Entries excerpted from a collection
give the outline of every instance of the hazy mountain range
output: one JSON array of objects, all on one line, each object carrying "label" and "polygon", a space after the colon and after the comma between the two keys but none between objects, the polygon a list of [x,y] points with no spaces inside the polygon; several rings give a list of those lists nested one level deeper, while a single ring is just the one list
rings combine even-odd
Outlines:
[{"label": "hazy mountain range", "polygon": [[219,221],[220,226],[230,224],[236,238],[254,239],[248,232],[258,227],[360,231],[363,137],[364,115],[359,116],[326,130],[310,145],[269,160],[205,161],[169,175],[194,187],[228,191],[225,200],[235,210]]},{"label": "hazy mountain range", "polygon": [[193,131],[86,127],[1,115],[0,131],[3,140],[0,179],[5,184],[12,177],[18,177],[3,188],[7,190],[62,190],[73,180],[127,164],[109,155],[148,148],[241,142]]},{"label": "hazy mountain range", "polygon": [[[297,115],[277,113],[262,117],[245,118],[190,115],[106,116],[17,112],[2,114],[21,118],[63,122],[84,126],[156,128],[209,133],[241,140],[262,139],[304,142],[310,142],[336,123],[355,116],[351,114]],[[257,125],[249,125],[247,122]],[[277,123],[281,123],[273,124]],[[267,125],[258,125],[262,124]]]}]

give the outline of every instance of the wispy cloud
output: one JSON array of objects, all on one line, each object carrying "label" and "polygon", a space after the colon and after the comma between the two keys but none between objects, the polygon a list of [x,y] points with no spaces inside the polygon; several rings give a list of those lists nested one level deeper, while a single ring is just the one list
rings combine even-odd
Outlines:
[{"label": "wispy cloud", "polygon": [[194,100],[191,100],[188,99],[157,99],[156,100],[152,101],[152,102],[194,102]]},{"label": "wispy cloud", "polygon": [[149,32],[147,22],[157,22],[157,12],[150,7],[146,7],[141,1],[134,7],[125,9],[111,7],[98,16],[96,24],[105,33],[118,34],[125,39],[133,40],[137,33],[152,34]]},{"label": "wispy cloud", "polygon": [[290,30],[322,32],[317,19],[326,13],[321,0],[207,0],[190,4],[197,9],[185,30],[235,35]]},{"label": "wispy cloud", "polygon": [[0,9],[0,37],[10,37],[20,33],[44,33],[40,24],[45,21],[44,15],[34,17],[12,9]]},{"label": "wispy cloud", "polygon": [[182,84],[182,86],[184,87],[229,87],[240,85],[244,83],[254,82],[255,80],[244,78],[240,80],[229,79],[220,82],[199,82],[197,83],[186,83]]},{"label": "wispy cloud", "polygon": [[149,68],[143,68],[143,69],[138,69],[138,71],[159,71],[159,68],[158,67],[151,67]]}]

## [GIVEN INSTRUCTION]
Copy out the entries word for word, starting at the line that contains "give the outline of every instance of the wispy" and continuing through the last line of the entries.

## [TASK SOLUTION]
give the outline of every instance of the wispy cloud
output: one JSON array of objects, all on one line, each object carrying "label" and "polygon", a space after the colon and after the comma between the two keys but none between objects, the polygon a list of [x,y] points with no spaces inside the polygon; several rings give a list of those lists nested one level deeper, while a single ring is just the one list
rings combine even-odd
Outlines:
[{"label": "wispy cloud", "polygon": [[194,100],[191,100],[188,99],[157,99],[156,100],[152,101],[152,102],[194,102]]},{"label": "wispy cloud", "polygon": [[149,32],[147,22],[157,22],[157,12],[150,7],[146,7],[141,1],[134,7],[125,9],[111,7],[98,16],[96,24],[105,33],[118,34],[125,39],[133,40],[137,33],[152,34]]},{"label": "wispy cloud", "polygon": [[290,30],[322,32],[317,19],[326,13],[321,0],[207,0],[190,4],[197,9],[185,30],[235,35]]},{"label": "wispy cloud", "polygon": [[0,9],[0,37],[10,37],[20,33],[44,33],[40,24],[45,21],[44,15],[34,17],[12,9]]},{"label": "wispy cloud", "polygon": [[182,84],[182,86],[184,87],[229,87],[240,85],[244,83],[254,82],[255,80],[244,78],[240,80],[229,79],[220,82],[199,82],[197,83],[186,83]]},{"label": "wispy cloud", "polygon": [[149,68],[143,68],[143,69],[138,69],[138,71],[159,71],[159,68],[158,67],[151,67]]}]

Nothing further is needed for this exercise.